The `pack sequence -> recurrent network -> unpack sequence` pattern in a LSTM training with nn.DataParallel

hello, when i use the pack sequence -> recurrent network -> unpack sequence pattern in a LSTM training with nn.DataParallel, i encounter a very strange problem.
here is my code:

class LSTM(nn.Module):
    def __init__(self, input_size, hidden_layer, hidden_size, num_classes, 
            rnn_type='lstm', dropout=0.0, bidirect=True, residual=False):
        super(LSTM, self).__init__()
        if bidirect:
            layer = [nn.LSTM( input_size=input_size, hidden_size=hidden_size, batch_first=True, bidirectional=bidirect, dropout=dropout)] 
            for i in range(hidden_layer):
                if i == hidden_layer-1:
                    layer.append(nn.LSTM(hidden_size*2, num_classes, batch_first=True, dropout=0.0, bidirectional=bidirect))
                else:
                    layer.append(nn.LSTM(hidden_size*2, hidden_size, batch_first=True, dropout=0.0, bidirectional=bidirect))
            self.lstm = nn.Sequential(*layer)
        else:
            pass
   def forward (self, x, input_len):
        
        _, idx_sort = th.sort(input_len, dim=0, descending=True)
        _, idx_unsort = th.sort(idx_sort, dim=0)
        x = x.index_select(0, Variable(idx_sort))
        input_len = input_len[idx_sort]
        x = x.cuda()
        max_length = x.shape[1]
        x = rnn_pack.pack_padded_sequence(x, input_len, batch_first=True)
        _x = self.lstm(x)_
        out , _ = rnn_pack.pad_packed_sequence(x, total_length=max_length, batch_first=True)
        out = out.index_select(0, Variable(idx_unsort))
        return out
def train_one_epoch(nnet, criterion, optimizer, train_loader, num_parallel, is_rnn=True):
    nnet.train()
    for index, (key, feats, labels, len_list) in enumerate(train_loader):
        labels = labels.view(labels.shape[0], labels.shape[1])
        input_len = np.array(len_list)
        optimizer.zero_grad()
        if is_rnn:
            label_mat = labels.view(labels.size(0) * labels.size(1))
        targets = Variable(label_mat.cuda())
        input_len = th.from_numpy(input_len)
        out = nnet(feats, input_len)
         ……………………
nnet = LSTM((args.left_context + args.right_context + 1) * args.feat_dim, args.hidden_layer, args.hidden_size, args.num_classes, rnn_type=net_type, dropout=args.dropout, bidirect=bidirect, residual=residual)
nnet = nn.DataParallel(nnet, device_ids=[0,1,2])

when I run the main script, the error occurs as follows:

Traceback (most recent call last):
  File "./train/train_rnn_pack_sort.py", line 195, in <module>
    train(args)
  File "./train/train_rnn_pack_sort.py", line 150, in train
    tr_frame_acc = train_epoch(nnet, criterion, optimizer, train_loader, num_parallel, train_dataset.num_frames, is_rnn=True)

- _PROBLEM TO WORK ON_
Answer these questions from the post above, one per line:
1. Which device IDs are passed to nn.DataParallel?
2. What dropout value is set for the LSTM layers appended inside the loop?
3. Which script file is named in the traceback?

- _DATA BLOCK_
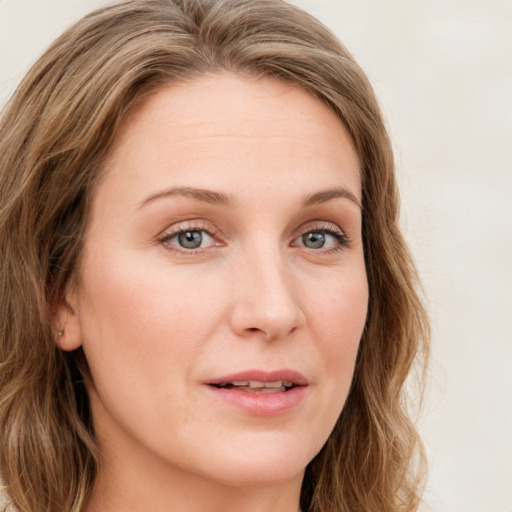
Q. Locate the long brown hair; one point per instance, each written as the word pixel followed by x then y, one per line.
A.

- _ANSWER FOR THIS EXERCISE_
1. [0,1,2]
2. 0.0
3. ./train/train_rnn_pack_sort.py